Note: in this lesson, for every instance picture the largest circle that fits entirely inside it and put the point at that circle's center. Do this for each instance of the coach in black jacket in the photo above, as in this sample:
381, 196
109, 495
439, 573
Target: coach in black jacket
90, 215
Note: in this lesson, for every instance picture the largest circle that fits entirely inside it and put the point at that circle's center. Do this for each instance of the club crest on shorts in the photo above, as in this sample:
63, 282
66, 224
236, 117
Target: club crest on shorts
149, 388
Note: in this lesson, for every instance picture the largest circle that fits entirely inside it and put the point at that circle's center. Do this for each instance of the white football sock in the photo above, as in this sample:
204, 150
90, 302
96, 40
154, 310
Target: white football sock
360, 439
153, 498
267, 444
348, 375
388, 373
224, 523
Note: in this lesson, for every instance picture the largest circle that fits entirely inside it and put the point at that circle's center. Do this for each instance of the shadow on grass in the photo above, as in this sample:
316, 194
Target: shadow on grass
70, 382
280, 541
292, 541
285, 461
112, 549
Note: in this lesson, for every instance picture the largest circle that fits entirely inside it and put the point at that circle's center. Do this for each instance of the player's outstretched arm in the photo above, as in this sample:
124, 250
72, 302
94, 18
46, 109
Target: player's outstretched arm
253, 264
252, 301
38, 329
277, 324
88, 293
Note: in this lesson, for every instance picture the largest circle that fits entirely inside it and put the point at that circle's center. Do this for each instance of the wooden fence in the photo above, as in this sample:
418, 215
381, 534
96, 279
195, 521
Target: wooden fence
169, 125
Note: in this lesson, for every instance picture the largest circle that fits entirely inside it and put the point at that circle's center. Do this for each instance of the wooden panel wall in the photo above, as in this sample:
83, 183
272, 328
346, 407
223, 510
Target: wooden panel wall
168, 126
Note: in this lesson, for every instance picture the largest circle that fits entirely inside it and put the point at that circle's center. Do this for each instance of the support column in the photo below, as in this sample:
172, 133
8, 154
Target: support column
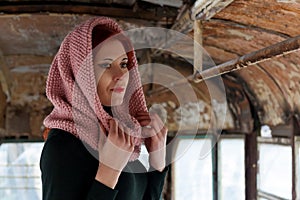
251, 166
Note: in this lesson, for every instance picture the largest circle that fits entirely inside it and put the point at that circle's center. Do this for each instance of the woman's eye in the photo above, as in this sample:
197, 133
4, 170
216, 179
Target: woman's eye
124, 65
104, 65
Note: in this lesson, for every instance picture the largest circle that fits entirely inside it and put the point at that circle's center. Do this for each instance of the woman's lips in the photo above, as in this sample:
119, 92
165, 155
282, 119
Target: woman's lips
118, 89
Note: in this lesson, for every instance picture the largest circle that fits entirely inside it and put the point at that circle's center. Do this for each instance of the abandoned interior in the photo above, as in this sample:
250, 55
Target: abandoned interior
235, 87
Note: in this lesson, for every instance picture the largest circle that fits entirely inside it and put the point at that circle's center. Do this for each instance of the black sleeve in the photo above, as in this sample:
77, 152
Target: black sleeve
155, 185
68, 170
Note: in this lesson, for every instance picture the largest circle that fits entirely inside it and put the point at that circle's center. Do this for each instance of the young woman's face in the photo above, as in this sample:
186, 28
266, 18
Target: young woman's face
110, 64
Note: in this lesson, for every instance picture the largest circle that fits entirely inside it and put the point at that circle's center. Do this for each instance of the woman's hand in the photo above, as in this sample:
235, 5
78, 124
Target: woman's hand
155, 134
114, 153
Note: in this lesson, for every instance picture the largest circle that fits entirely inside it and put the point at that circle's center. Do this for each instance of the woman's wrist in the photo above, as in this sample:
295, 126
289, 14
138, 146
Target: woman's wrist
107, 176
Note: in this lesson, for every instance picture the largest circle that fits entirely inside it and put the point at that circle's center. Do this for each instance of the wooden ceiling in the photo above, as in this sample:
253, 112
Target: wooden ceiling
263, 93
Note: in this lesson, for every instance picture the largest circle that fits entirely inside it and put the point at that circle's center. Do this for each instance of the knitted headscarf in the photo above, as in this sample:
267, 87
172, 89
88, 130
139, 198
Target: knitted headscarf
72, 89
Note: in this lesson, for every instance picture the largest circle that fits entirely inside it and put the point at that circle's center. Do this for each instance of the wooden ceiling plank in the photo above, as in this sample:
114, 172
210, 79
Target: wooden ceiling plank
206, 9
279, 49
85, 9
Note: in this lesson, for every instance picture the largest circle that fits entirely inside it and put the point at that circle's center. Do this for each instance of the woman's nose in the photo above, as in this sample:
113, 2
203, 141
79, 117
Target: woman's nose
118, 73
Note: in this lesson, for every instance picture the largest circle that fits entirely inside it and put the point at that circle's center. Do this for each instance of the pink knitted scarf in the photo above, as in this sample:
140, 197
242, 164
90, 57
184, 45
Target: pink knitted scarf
72, 89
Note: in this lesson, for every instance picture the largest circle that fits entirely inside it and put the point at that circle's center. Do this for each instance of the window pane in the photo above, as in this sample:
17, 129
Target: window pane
275, 170
192, 172
231, 168
19, 171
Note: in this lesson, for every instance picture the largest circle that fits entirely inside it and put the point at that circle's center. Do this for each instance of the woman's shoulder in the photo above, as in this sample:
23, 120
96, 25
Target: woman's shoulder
62, 145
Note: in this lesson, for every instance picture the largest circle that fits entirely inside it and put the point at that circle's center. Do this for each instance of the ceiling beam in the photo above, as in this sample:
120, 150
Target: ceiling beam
276, 50
206, 9
154, 13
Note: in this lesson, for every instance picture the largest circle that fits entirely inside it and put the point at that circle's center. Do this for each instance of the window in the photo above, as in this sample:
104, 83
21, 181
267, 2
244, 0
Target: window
19, 171
192, 173
297, 153
231, 165
274, 170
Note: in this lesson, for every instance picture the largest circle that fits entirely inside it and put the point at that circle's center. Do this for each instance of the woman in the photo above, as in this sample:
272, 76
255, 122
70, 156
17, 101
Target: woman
99, 121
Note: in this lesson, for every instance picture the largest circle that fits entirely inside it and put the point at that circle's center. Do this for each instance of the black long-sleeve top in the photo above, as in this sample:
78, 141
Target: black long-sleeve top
69, 170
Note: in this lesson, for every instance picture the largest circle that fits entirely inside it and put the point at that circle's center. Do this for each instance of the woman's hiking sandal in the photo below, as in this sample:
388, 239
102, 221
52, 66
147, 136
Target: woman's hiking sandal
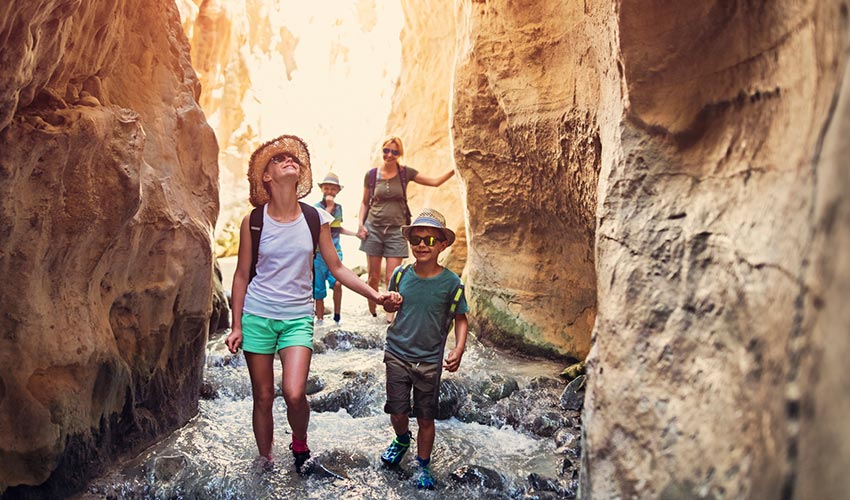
395, 452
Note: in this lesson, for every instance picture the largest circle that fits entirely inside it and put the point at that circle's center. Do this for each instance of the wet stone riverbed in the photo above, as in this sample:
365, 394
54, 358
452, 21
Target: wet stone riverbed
506, 429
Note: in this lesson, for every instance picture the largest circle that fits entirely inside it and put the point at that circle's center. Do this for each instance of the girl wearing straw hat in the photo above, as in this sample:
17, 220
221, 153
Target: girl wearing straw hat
273, 310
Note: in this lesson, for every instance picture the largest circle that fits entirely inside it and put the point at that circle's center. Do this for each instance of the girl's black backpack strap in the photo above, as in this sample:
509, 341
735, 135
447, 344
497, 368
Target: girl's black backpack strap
312, 216
255, 224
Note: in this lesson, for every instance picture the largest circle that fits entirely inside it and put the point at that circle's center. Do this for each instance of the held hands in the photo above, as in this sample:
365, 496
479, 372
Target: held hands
234, 340
390, 300
453, 360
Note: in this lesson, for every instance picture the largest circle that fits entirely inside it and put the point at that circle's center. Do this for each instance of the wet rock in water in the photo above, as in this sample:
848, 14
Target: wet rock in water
218, 354
567, 439
208, 390
477, 476
452, 396
573, 396
532, 408
167, 468
499, 387
541, 485
315, 384
344, 341
573, 371
547, 424
334, 464
356, 396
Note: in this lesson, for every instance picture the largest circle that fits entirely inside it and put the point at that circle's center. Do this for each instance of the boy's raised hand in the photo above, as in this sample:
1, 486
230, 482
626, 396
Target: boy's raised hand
391, 301
453, 360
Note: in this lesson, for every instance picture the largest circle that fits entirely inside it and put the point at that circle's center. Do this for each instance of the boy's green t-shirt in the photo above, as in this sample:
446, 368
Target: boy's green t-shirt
417, 333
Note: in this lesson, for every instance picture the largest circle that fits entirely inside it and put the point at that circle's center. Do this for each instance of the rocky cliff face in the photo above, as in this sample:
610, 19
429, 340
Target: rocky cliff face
108, 195
705, 145
527, 144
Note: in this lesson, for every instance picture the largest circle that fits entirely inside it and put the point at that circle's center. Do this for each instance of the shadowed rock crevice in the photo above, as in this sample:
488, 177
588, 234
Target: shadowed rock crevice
108, 193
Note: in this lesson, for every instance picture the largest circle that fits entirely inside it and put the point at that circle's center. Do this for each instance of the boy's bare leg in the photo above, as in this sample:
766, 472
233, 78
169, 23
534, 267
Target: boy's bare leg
425, 437
296, 366
261, 371
337, 298
401, 423
392, 263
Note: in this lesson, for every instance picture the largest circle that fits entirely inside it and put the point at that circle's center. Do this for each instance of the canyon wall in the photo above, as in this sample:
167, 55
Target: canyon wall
325, 71
684, 163
108, 196
715, 365
420, 114
527, 144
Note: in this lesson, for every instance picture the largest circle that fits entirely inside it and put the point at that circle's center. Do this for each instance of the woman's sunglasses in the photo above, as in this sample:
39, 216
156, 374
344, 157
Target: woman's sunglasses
429, 240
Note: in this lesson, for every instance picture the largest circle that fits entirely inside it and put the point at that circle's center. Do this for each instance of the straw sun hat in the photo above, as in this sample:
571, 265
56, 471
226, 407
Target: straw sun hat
331, 178
290, 144
429, 217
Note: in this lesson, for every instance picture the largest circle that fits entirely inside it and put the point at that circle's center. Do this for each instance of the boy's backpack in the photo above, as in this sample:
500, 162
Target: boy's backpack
372, 179
454, 298
256, 226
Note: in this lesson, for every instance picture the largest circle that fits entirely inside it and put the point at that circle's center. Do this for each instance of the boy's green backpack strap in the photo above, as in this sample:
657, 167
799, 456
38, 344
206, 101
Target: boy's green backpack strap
396, 277
454, 300
458, 293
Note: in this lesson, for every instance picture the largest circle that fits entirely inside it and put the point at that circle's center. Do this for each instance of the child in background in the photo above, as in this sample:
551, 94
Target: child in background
322, 277
416, 339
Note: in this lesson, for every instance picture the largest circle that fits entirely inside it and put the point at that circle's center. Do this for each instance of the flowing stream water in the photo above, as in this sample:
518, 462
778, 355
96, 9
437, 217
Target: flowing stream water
213, 456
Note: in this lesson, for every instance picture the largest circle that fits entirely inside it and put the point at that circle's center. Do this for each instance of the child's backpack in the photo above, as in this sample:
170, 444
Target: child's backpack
256, 226
454, 298
372, 179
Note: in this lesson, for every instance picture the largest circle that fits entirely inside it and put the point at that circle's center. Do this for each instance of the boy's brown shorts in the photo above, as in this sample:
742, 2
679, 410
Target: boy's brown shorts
423, 378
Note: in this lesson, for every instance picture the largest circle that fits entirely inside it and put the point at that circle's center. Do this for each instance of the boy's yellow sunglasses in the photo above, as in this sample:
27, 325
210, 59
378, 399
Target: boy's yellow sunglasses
429, 240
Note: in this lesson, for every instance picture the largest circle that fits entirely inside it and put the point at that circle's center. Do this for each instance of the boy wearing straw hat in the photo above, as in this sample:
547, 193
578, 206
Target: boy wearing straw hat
330, 187
416, 339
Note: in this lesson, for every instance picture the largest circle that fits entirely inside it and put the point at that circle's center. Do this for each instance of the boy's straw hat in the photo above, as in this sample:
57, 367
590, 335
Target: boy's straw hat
290, 144
331, 178
429, 217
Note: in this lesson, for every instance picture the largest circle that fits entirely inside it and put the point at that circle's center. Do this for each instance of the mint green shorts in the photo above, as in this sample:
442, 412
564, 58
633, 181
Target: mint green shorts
267, 336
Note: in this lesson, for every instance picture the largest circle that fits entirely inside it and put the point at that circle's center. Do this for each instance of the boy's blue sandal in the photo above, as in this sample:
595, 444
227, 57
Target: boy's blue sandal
424, 479
396, 450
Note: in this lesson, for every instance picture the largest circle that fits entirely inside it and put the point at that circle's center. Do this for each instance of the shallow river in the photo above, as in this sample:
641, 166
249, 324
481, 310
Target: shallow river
213, 455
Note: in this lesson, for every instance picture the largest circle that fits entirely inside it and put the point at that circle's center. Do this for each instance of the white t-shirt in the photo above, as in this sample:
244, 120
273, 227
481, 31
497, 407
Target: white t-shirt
283, 288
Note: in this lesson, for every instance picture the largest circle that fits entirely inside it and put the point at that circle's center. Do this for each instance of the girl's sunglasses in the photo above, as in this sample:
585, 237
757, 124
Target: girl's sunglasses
281, 157
429, 240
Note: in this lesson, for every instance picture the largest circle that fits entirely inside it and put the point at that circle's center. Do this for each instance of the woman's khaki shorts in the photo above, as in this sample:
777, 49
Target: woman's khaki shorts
423, 378
384, 241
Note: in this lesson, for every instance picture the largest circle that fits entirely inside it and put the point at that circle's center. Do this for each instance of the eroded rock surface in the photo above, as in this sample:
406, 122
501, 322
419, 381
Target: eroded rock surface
527, 144
718, 270
709, 134
108, 195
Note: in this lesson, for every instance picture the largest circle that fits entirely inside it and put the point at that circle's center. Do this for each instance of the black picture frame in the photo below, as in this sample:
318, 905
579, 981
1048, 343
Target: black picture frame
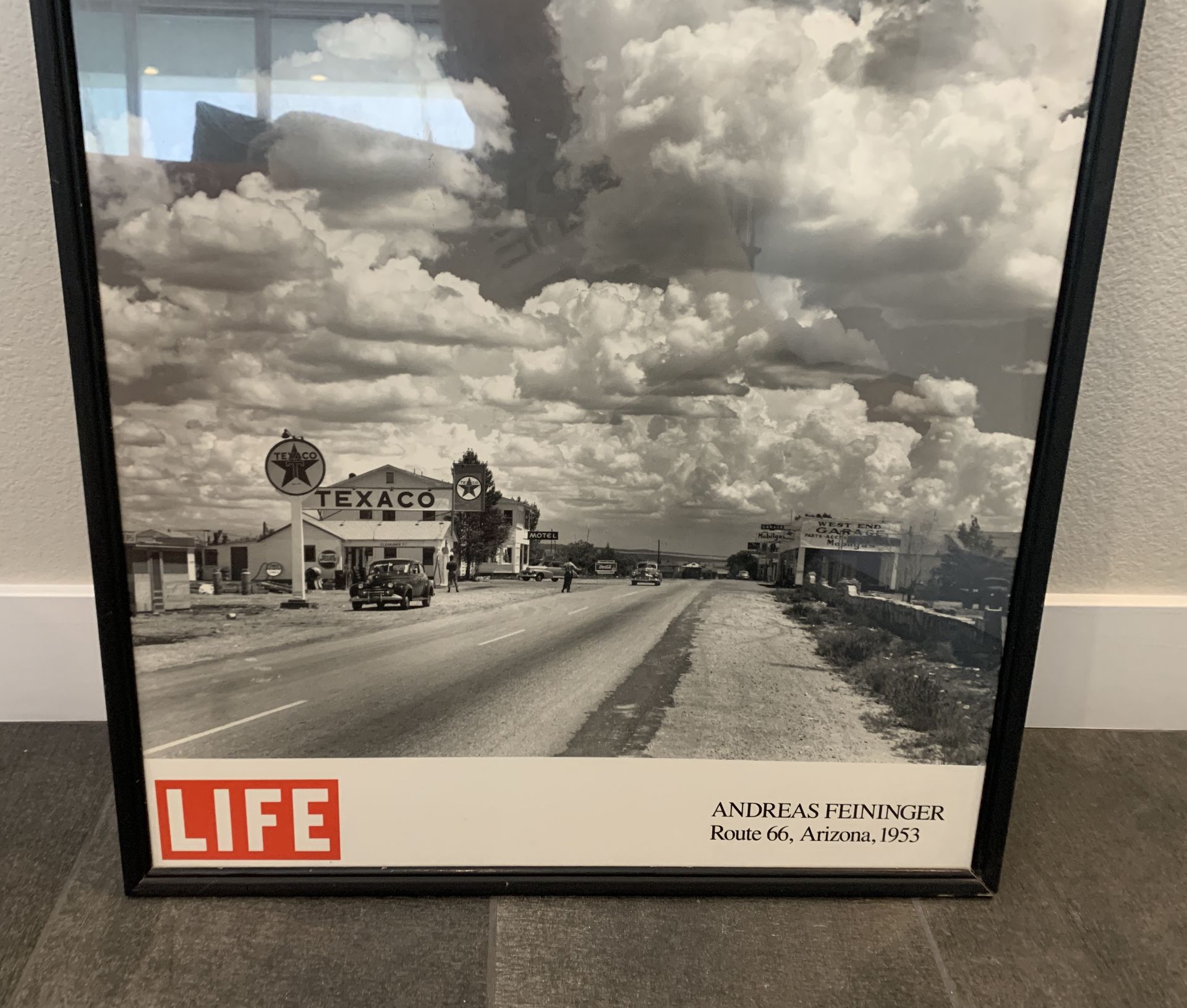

◇ ◇ ◇

▶ **Work to do**: Which lines in the rows above contain the word "stream"? Copy each of them.

▶ **The reply**:
Note: in this lesson, for every instance picture the largest circle that fits entirely inside it and put the point at that circle's center. Do this for each instance of the flowing stream water in the photo above, as in this sample:
Target: flowing stream water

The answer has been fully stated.